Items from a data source
++++

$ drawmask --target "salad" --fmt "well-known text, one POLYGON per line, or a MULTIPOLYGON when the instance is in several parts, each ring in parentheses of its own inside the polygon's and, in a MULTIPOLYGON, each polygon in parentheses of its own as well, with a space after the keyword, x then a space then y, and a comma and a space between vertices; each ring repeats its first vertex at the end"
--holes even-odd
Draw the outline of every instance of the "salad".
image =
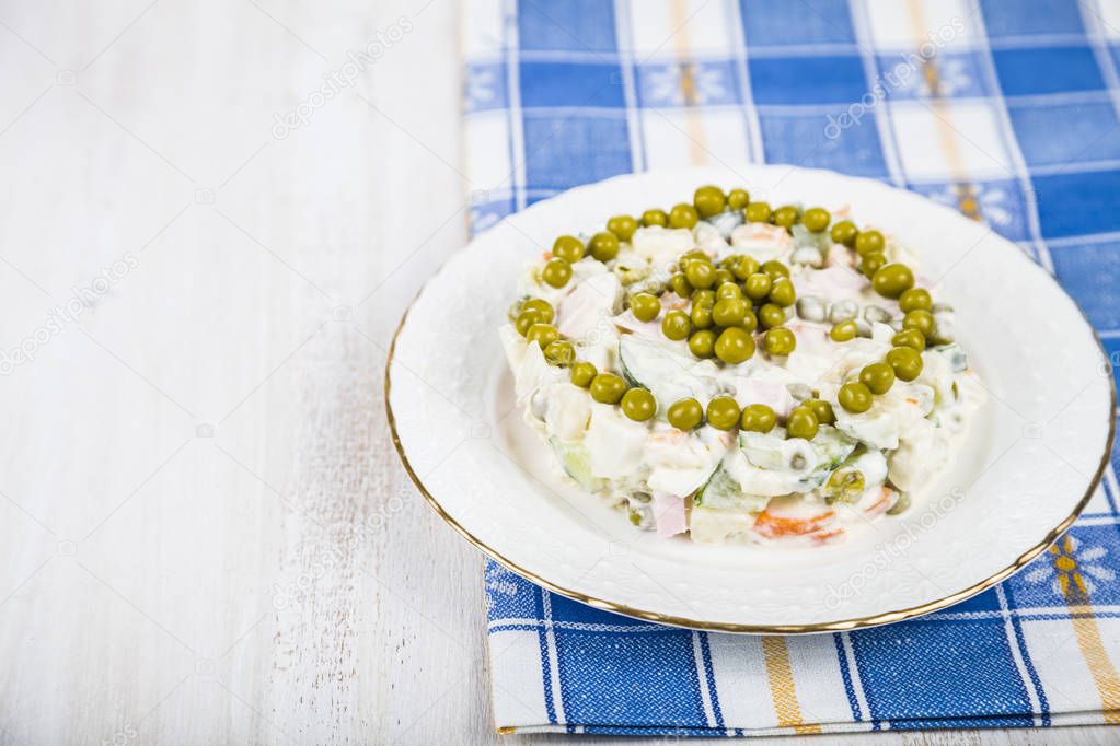
POLYGON ((558 237, 498 333, 558 473, 636 527, 827 544, 905 511, 983 400, 913 266, 847 207, 704 186, 558 237))

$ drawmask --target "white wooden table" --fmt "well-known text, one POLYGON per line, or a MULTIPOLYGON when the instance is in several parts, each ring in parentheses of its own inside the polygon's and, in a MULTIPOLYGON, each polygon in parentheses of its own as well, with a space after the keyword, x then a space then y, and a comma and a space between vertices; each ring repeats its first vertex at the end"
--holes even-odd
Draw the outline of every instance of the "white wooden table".
POLYGON ((500 739, 482 557, 382 403, 466 235, 457 40, 451 0, 0 2, 0 744, 500 739))

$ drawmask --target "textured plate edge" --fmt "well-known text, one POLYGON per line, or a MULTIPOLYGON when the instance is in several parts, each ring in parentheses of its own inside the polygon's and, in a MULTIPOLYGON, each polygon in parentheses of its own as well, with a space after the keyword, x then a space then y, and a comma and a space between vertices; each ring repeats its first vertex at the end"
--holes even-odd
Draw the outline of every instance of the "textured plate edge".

++++

▶ _Set exercise_
Pull out every line of the items above that contains the word "white", treating uppercase and lowercase as different.

▶ _Task result_
$ drawmask --target "white wooden table" --fmt "well-known text, one POLYGON per line, or a MULTIPOLYGON when the instance is in several parts, each ring in parentheses of its own inside the polygon's and, in a MULTIPOLYGON, each polygon in parentheses of its own as well, with a space after the keyword, x then a space then y, and a comma and a space between vertices; each ring repeats its first vertex at the end"
Draw the outline of every instance of the "white wooden table".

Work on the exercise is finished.